▶ **所示文本**
Description

A number of schools are connected to a computer network. Agreements have been developed among those schools: each school maintains a list of schools to which it distributes software (the “receiving schools”). Note that if B is in the distribution list of school A, then A does not necessarily appear in the list of school B
You are to write a program that computes the minimal number of schools that must receive a copy of the new software in order for the software to reach all schools in the network according to the agreement (Subtask A). As a further task, we want to ensure that by sending the copy of new software to an arbitrary school, this software will reach all schools in the network. To achieve this goal we may have to extend the lists of receivers by new members. Compute the minimal number of extensions that have to be made so that whatever school we send the new software to, it will reach all other schools (Subtask B). One extension means introducing one new member into the list of receivers of one school.

Input

The first line contains an integer N: the number of schools in the network (2 <= N <= 100). The schools are identified by the first N positive integers. Each of the next N lines describes a list of receivers. The line i+1 contains the identifiers of the receivers of school i. Each list ends with a 0. An empty list contains a 0 alone in the line.

Output

Your program should write two lines to the standard output. The first line should contain one positive integer: the solution of subtask A. The second line should contain the solution of subtask B.

Sample Input

5
2 4 3 0
4 5 0
0
0
1 0

Sample Output

1
2

题意:本题有2个问题

           第一个是要算最少要给多少个点软件,才能使所有点都可以收到副本

           第二个是要算最少加多少条边,使得图变成强连通

做法:(n久不刷的强连通分量全都就饭吃了QAQ)

第一问就是求有多少个团入度=0

第二问是问max(入度=0的团数,出度=0的团数)

注意原图是强连通图的时候要特判、

#include <iostream>
#include<cstdio>
#include<stack>
#include<vector>
#include<cstring>
#include<algorithm>
using namespace std;
#define maxn 5005
vector<int>G[maxn];
int pre[maxn],lowlink[maxn],sccno[maxn],dfs_clock,scc_cnt;
stack<int>S;
int in0[maxn],out0[maxn];
int num[5006];
void dfs(int u)
{
    pre[u]=lowlink[u]=++dfs_clock;
    S.push(u);
    for(int i=0;i<G[u].size();i++)
    {
        int v=G[u][i];
        if(!pre[v])
        {
            dfs(v);
            lowlink[u]=min(lowlink[u],lowlink[v]);
        }
        else if(!sccno[v])
            lowlink[u]=min(lowlink[u],pre[v]);
    }
    if(lowlink[u]==pre[u])
    {
        scc_cnt++;
       // printf("序号是%d  ,里面有",scc_cnt);
        for(;;)
        {
            int x=S.top();S.pop();
            sccno[x]=scc_cnt;
            //printf("%d   ",x);
            if(x==u) break;
        }
    }
}
void find_scc(int n)
{
    dfs_clock=scc_cnt=0;
    memset(sccno,0,sizeof(sccno));
    memset(pre,0,sizeof(pre));
    for(int i=0;i<n;i++) if(!pre[i]) dfs(i);
}
int main()
{
   // freopen("cin.txt","r",stdin);
    int n;
    scanf("%d",&n);
    for(int i=0;i<n;i++)G[i].clear();
    for(int i=0;i<n;i++)
    {
        int x;
        while(scanf("%d",&x))
        {
            if(x==0)break;
            x--;
            G[i].push_back(x);
        }
    }
    find_scc(n);
    memset(in0,0,sizeof(in0));
    memset(out0,0,sizeof(out0));
    int a=0,b=0;
    for(int i=0;i<n;i++)
    {
        for(int j=0;j<G[i].size();j++)
        {
            if(sccno[G[i][j]]==sccno[i])continue;
            in0[sccno[G[i][j]]]=1;
            out0[sccno[i]]=1;
        }
    }
    for(int i=1;i<=scc_cnt;i++)
    {
        if(in0[i]==0)a++;
        if(out0[i]==0)b++;
    }
    if(scc_cnt!=1)
    printf("%d\n%d\n",a,max(a,b));
    else printf("1\n0\n");
    return 0;
}

▶ **所列条目**
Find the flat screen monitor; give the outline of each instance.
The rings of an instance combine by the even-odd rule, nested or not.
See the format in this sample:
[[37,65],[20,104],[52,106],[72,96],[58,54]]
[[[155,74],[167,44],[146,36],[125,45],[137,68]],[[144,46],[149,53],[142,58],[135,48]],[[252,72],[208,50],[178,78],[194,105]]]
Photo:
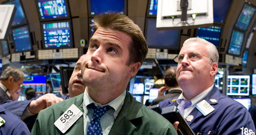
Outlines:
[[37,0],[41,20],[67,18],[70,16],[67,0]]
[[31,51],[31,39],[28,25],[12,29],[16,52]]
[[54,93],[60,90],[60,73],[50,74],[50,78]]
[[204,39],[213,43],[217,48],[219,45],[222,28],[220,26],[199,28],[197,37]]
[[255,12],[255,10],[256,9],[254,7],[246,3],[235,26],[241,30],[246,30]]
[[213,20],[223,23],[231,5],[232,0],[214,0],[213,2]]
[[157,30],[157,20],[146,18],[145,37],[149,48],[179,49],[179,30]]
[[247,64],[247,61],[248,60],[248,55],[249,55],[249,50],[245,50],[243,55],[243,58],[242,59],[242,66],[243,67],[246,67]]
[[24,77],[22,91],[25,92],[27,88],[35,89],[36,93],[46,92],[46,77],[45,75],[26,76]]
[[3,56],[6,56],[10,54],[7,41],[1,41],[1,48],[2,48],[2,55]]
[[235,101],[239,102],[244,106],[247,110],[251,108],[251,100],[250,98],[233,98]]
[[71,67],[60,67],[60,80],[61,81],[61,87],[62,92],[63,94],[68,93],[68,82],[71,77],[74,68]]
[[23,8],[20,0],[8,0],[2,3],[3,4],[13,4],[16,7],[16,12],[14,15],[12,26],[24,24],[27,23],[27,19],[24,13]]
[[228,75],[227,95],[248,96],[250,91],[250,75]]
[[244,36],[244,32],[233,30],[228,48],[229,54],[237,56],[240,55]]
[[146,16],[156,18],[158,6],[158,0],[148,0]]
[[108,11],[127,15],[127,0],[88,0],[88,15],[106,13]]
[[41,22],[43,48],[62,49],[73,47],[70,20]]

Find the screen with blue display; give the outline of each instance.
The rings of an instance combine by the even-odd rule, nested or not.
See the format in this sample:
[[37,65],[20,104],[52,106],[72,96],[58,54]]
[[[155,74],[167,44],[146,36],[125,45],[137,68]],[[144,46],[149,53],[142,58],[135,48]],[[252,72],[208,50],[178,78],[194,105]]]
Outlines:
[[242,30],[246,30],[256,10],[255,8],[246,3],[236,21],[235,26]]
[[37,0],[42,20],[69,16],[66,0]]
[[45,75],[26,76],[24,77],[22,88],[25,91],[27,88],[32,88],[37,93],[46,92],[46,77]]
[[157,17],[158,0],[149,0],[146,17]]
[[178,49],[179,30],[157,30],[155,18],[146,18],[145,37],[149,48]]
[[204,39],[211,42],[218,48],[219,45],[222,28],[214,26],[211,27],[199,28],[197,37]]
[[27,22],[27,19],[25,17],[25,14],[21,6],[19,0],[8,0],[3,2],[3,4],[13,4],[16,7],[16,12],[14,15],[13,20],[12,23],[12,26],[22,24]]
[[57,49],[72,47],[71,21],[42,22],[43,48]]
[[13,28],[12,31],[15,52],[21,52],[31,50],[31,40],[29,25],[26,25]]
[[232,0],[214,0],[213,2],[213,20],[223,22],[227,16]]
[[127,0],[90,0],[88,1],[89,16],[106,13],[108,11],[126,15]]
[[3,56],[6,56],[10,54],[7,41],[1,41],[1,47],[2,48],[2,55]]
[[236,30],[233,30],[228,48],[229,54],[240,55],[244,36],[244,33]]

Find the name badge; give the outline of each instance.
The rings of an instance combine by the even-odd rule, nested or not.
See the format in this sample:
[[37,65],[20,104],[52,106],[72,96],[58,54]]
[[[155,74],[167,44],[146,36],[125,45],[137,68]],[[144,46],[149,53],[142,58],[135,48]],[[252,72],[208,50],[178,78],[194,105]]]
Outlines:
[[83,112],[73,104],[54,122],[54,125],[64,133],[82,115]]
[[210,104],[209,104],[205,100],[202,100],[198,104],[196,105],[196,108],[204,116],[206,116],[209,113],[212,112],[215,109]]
--
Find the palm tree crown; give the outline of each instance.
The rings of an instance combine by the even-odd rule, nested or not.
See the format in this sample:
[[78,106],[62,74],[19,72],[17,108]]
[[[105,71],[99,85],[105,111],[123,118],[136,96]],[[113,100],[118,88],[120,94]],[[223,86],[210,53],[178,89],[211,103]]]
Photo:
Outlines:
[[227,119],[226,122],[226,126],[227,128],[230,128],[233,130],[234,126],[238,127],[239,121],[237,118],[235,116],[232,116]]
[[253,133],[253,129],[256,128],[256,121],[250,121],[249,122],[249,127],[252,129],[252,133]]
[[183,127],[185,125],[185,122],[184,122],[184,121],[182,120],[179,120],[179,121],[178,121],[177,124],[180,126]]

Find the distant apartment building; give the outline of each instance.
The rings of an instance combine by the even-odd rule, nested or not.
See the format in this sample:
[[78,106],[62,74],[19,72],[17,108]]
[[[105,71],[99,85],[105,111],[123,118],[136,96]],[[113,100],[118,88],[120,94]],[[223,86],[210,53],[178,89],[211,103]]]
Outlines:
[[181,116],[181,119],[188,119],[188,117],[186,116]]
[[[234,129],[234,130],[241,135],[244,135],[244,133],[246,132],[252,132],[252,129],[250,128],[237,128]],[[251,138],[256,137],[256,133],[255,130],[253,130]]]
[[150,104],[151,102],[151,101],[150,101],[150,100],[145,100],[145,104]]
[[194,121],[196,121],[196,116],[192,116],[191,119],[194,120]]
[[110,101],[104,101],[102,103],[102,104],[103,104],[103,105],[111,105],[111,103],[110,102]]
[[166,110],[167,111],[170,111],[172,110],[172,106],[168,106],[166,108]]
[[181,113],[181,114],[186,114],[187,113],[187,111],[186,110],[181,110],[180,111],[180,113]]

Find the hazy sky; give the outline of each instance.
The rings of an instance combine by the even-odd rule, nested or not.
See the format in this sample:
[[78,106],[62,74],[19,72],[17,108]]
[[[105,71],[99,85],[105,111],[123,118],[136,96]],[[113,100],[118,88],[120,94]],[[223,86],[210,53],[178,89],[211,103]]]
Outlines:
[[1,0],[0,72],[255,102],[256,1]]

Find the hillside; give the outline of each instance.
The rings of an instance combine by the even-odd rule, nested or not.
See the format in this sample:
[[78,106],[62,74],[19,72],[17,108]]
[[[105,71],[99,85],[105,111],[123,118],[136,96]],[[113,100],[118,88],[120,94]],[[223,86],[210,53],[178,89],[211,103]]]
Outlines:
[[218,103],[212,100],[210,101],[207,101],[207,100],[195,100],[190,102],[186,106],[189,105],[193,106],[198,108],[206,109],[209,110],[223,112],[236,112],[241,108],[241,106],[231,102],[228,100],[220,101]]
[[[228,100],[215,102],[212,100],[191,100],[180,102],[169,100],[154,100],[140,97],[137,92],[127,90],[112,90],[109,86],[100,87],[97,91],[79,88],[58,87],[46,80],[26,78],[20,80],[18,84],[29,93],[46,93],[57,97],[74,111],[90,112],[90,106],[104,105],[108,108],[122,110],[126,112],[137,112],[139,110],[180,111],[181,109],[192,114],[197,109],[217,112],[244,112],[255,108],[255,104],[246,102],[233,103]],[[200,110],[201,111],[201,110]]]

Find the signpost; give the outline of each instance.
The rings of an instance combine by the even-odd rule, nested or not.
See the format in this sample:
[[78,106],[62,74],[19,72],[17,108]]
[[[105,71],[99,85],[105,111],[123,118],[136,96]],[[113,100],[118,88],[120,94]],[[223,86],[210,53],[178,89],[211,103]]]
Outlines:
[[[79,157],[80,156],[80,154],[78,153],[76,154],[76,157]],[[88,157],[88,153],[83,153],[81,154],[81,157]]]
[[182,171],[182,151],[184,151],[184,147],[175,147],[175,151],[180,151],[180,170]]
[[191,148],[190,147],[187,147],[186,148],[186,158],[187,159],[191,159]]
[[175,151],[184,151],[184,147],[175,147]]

▶ **任务目标**
上面那篇讲学校网络分发软件的题解里，学校数量 N 最小和最大各是多少？

▶ **完成结果**
N 最小是 2，最大是 100（2 <= N <= 100）。